Repeat each line of the material exactly.

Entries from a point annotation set
════════════════

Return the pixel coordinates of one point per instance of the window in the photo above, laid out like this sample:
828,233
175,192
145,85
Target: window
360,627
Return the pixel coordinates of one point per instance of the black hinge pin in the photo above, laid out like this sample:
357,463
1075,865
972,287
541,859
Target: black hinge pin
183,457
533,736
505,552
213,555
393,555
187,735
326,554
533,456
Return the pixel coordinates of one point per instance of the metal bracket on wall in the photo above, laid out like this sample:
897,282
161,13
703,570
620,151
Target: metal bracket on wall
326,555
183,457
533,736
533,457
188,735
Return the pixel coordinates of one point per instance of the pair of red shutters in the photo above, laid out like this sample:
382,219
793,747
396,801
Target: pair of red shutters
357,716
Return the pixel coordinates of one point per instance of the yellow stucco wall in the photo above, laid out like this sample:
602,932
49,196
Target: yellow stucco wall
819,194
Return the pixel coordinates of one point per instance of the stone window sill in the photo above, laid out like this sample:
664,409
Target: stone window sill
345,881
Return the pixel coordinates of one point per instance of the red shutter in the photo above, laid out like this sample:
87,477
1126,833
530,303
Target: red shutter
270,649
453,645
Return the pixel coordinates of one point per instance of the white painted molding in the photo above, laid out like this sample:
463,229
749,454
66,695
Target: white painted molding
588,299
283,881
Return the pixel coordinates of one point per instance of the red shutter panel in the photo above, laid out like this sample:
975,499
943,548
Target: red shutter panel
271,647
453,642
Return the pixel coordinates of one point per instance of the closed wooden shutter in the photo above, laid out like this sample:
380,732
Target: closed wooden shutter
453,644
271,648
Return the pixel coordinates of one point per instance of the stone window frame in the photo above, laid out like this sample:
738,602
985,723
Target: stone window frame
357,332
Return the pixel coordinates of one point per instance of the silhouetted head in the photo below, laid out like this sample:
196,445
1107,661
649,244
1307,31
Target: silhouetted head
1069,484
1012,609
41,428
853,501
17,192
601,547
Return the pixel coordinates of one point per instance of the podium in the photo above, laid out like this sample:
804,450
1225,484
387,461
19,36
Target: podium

════════════════

> [WRITTEN RESPONSE]
Return the pixel coordinates of one point per instance of the window in the photo above, laid out like this sample:
828,233
175,192
145,85
Target: window
360,627
Return the pixel coordinates of one point per instance of the black hinge pin in the photo above, laid out like this sample:
357,463
1075,865
972,287
541,859
Target: black hinge pin
183,457
533,736
505,552
213,555
393,555
187,735
326,554
533,456
Return the pixel coordinates of one point per instance of the metal bracket on wall in the photo above, laid out like this sample:
897,282
161,13
703,570
620,151
Target: metal bracket on wall
326,555
183,457
533,736
533,457
188,735
Return the pixel coordinates of one point per instance of the pair of red shutters in the photo above, laid out like this sample:
382,219
793,747
396,801
Target: pair of red shutters
357,716
Return the pixel coordinates of one point per instance of the yellow stucco wall in the photo above, laid out like this sample:
602,932
49,196
Target: yellow stucco wall
819,194
Return the pixel coordinates of one point per instance of the stone window sill in the photo above, laid out like this sample:
664,409
Target: stone window sill
345,881
Return the pixel coordinates of one point per instance of the red shutter in the photo above, laid out like this sample:
87,477
1126,833
530,303
Target: red shutter
270,649
453,645
Return the pixel coordinates of one point per instance of the white painted molding in the photo above, laid out like this sample:
463,229
749,454
66,695
Target: white painted molding
588,299
283,881
Return the pixel coordinates of one point per instance of the red shutter panel in the photo above, laid out like this sample:
975,499
943,548
Target: red shutter panel
271,647
453,642
Return the pixel coordinates of one point per instance of the closed wooden shutter in the photo above, laid out like this sample:
380,732
Target: closed wooden shutter
453,644
271,648
Return the pixel coordinates of one point per instance of the stone window frame in the photo above, laid out like this sample:
738,602
985,723
Target: stone window frame
357,332
Return the pixel coordinates of one point per instance of the silhouetted head in the photo below, laid out like this sample:
196,445
1107,661
649,244
1307,31
Target: silhouetted head
1069,484
1012,609
41,428
853,501
17,192
601,547
Return the pixel coordinates of one point per instance of the podium in the photo above, laid out like this sample:
804,450
1225,484
387,461
19,36
Target: podium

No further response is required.